Task objective - For each statement below, say whether it agrees with the forum post about the Model S, answering yes or no and quoting the deciding words of the post: (a) The writer had been considering buying a Model S for a year. (b) The writer rates the Model S interior as the best. (c) Car companies are used to introducing seriously updated models about once a decade.

What I mean by that is car companies are geared-up and used to introducing new
and seriously updated models every year or two. They go through many
iterations and designs, have hits and misses. And they sell millions of cars
per year in the process.

In another year or two the Model S will feel, well, dated and old. I have to
admit having had this very thought. I've been considering purchasing one for
the past year and was going to make a decision in January. And I keep running
in circles with multiple arguments in my head.

First there's the "this look is getting old" argument. Sorry, superficial,
but, hey, that's the way it works. This this wasn't a real-life criteria we
all use to buy cars they would still look the way they did twenty years ago
because nobody would care.

Then there's the interior. As others have pointed out, not the best. I'll just
leave it at that.

I find my self less interested in a car who's outward and interior design is
already several years old.

[Entries from a point annotation set]
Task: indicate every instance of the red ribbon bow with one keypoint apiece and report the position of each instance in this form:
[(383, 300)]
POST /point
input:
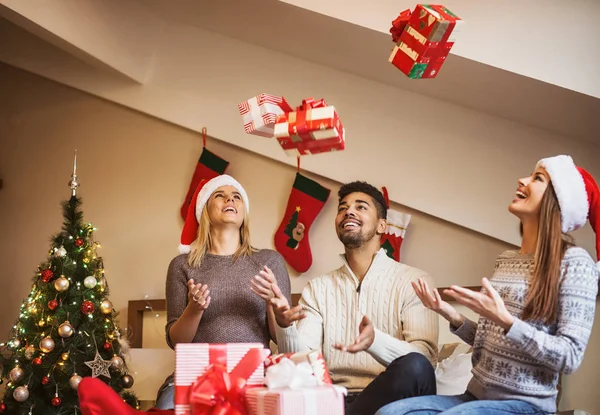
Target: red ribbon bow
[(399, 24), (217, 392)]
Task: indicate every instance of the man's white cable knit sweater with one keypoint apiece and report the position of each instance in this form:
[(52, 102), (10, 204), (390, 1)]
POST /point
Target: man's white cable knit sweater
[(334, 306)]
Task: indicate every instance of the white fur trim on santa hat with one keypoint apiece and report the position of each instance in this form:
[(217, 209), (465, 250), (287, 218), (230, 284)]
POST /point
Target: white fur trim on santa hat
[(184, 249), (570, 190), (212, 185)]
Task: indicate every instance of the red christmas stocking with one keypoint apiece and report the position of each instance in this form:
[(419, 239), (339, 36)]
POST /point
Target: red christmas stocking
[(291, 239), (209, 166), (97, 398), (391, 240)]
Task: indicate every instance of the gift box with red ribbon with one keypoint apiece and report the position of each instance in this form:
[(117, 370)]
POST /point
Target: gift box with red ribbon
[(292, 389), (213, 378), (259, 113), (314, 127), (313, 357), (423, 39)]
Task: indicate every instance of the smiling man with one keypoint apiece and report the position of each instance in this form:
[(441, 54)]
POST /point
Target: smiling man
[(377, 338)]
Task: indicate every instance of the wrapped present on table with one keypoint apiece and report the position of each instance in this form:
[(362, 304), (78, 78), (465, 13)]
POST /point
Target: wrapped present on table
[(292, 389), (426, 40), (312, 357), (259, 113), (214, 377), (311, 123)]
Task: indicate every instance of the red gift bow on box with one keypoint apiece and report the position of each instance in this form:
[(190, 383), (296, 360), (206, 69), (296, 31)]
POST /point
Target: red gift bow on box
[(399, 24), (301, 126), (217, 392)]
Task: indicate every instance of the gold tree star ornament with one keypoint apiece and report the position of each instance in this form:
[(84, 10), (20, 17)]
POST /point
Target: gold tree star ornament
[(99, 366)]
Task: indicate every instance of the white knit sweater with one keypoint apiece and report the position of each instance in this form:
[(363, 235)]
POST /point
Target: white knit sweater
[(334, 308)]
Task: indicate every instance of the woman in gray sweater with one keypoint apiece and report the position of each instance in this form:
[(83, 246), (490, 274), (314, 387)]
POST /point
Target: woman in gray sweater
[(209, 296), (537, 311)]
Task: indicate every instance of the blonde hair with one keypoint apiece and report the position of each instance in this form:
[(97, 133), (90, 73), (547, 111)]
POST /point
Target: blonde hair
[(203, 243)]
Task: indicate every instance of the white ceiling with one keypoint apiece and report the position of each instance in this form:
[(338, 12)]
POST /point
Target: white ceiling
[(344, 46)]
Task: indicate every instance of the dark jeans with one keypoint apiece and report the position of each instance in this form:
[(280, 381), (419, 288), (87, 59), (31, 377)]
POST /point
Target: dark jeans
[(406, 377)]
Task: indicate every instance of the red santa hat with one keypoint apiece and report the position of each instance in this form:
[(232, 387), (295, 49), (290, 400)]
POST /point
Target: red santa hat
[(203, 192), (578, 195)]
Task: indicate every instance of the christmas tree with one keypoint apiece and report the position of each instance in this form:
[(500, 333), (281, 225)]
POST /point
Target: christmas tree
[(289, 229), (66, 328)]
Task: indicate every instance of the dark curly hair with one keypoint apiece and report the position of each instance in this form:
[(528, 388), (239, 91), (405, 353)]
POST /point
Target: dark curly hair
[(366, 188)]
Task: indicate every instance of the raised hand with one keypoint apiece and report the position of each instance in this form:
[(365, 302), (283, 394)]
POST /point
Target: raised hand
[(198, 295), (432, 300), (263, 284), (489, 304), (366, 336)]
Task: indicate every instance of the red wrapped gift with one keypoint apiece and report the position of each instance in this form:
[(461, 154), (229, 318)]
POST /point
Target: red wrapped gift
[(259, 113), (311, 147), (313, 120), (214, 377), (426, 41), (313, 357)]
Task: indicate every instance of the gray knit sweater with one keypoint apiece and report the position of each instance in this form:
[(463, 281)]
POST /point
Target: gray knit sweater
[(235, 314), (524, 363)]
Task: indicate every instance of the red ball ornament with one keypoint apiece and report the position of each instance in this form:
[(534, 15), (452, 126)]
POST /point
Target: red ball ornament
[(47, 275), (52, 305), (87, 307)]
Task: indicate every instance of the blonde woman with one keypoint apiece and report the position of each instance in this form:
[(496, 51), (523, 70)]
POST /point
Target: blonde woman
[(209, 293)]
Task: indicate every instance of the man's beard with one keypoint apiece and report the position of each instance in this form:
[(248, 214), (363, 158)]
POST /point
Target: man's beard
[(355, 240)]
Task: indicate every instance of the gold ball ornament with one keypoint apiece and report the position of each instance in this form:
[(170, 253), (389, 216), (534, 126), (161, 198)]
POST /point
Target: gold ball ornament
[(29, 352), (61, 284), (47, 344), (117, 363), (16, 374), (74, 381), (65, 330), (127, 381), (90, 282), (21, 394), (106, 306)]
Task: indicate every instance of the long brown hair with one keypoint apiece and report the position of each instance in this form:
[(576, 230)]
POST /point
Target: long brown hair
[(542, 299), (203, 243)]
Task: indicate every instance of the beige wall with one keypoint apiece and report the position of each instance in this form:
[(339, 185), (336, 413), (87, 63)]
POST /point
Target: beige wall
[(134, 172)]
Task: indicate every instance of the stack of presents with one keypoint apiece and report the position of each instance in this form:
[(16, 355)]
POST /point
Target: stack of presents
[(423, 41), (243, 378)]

Result for this exercise -
(a) Yes: "I've been considering purchasing one for the past year"
(b) No: "Then there's the interior. As others have pointed out, not the best."
(c) No: "introducing new and seriously updated models every year or two"